[Problem to solve] Print, with no changes, the part of the light novel review below that opens with the words containing "--->Overpowered character? He" and closes with "allowed him to.".

[Selected passage]
The ending is good. The book's main conflict closed but personal conflict remains. In fact, it's a perfect sequel hook for the next adventure "Fairy Dance".
CHARACTERS
I see a lot of bashing of Kirito in the anime. It's the typical mary sue variety; overpowered, bland, somehow attracts many admires etc. That's not the case here in volume 1.
--->Sure he's a powerful solo player with the inside knowledge of a beta tester, but he's not the "only" solo player or the only beta tester. He points this out himself as part of his self-depreciation. This just happens to be his story so it focuses on him instead of them.
--->Sure he has the Unique Skill Dual Blades. In the anime it comes out of nowhere, but it's not as great as it seems. The light novel explains that he can't use it often or he'll be seen as even more of a "beater" than he is already thought to be, or be hounded by people demanding to know how he got the skill. Since he doesn't know, they might think he's lying and dislike him for it. Thus increasing his social isolation. There's sufficient foreshadowing in the light novel that he has before he uses it as well as an explanation of why he keeps it a secret: it's his ace in the hole.
--->Overpowered character? He has to be rescued twice in this volume, runs away in fear from a floor boss, and he only clears the game because the final boss allowed him to.
--->Bland badass? In the Light Novel, we see his thoughts because he's a first person narrator. There's rarely a time when he "isn't" scared, either for himself, Asuna, someone else, or all of the above. We also see his intense interest in and experience of VMMRPG, as well as a great deal of Heroic Self Depreciation. He's constantly praising others: Asuna, Klein, Heathcliff, but has a poor opinion of himself and his own skills.

[Information given]
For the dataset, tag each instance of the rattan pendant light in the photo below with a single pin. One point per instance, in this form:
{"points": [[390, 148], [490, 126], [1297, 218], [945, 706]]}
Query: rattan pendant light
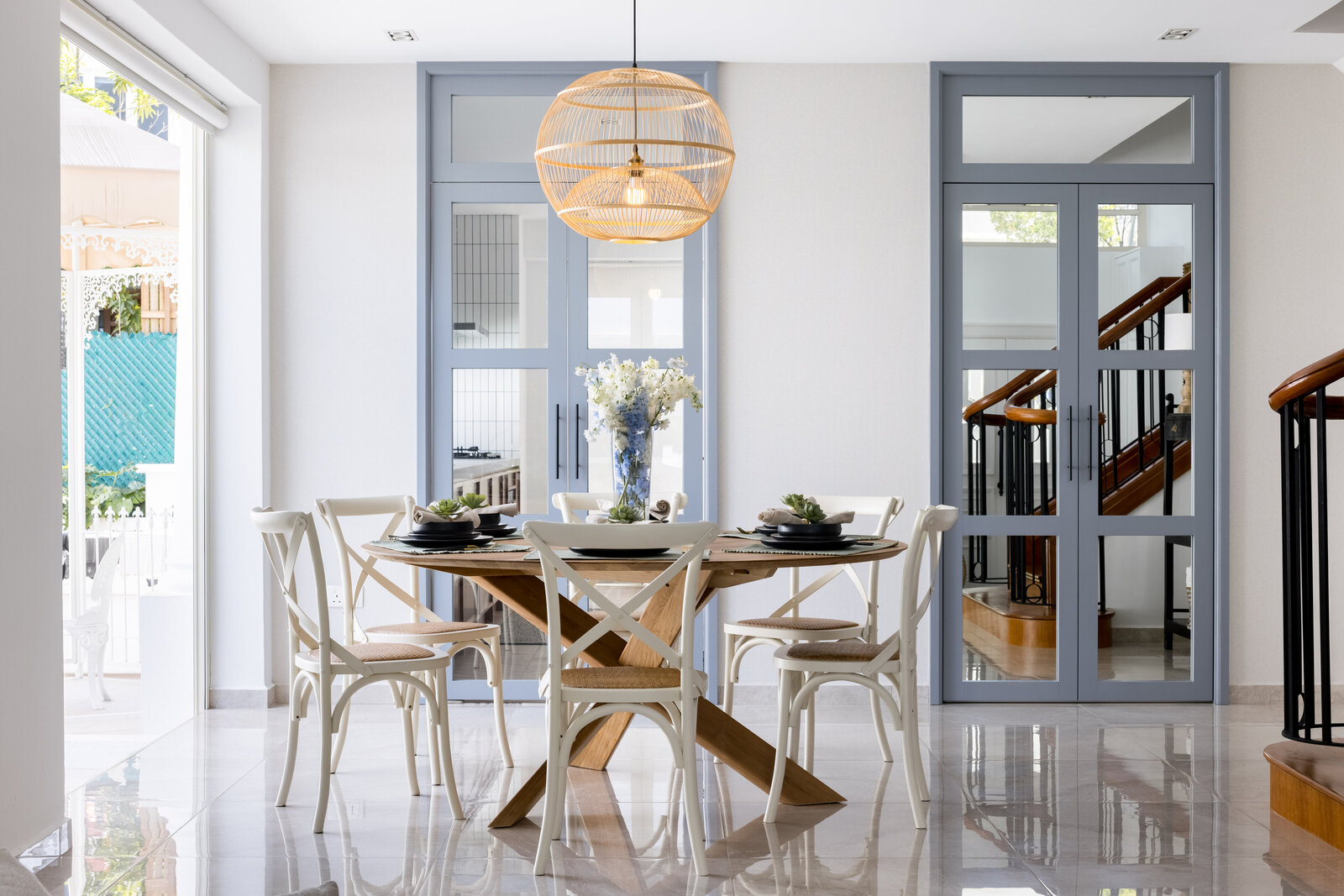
{"points": [[635, 155]]}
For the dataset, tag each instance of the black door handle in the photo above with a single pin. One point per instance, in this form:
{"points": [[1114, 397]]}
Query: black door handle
{"points": [[1070, 443], [1089, 443], [559, 423]]}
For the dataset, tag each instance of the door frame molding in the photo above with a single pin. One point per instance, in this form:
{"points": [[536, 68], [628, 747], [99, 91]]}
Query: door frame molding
{"points": [[1207, 83], [506, 78]]}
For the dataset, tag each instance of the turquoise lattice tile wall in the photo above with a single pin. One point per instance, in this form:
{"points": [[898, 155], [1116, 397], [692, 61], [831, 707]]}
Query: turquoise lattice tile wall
{"points": [[131, 387]]}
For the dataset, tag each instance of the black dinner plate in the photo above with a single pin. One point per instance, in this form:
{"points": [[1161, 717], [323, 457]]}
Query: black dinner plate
{"points": [[622, 553], [496, 531], [445, 542], [811, 544]]}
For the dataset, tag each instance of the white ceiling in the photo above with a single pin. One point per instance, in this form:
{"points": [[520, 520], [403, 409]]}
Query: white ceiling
{"points": [[338, 31]]}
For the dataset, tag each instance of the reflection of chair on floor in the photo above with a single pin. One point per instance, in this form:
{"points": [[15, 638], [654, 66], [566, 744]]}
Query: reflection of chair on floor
{"points": [[806, 667], [89, 631]]}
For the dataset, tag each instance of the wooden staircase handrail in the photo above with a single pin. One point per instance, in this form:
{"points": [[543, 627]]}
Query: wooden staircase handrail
{"points": [[1016, 407], [1158, 302], [1310, 379], [1115, 315], [999, 394]]}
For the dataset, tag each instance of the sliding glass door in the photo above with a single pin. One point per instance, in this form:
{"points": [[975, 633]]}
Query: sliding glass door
{"points": [[1074, 443]]}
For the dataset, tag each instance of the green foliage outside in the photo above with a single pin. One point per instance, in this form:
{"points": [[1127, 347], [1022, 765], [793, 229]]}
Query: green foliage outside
{"points": [[104, 495], [1043, 226], [131, 97]]}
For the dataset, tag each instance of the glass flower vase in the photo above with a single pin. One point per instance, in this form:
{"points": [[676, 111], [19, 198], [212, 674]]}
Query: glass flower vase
{"points": [[632, 469]]}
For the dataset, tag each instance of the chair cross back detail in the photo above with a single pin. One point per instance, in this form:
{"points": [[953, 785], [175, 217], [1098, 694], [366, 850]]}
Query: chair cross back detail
{"points": [[284, 535], [698, 535], [398, 506]]}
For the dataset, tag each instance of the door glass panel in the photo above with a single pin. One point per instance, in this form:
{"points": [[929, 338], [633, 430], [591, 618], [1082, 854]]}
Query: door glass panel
{"points": [[1008, 598], [1061, 130], [1144, 295], [1010, 275], [501, 445], [1146, 584], [635, 295], [669, 458], [1010, 446], [499, 275], [1144, 423], [496, 129]]}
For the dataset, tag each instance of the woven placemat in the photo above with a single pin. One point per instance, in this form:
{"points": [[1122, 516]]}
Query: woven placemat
{"points": [[842, 553], [490, 548]]}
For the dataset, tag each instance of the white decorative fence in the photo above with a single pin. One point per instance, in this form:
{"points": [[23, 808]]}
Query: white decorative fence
{"points": [[143, 562]]}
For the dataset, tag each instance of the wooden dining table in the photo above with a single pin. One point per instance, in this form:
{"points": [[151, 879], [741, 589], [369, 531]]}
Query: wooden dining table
{"points": [[515, 579]]}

[Response area]
--->Overpowered character? He has to be rescued twice in this volume, runs away in fear from a floor boss, and he only clears the game because the final boss allowed him to.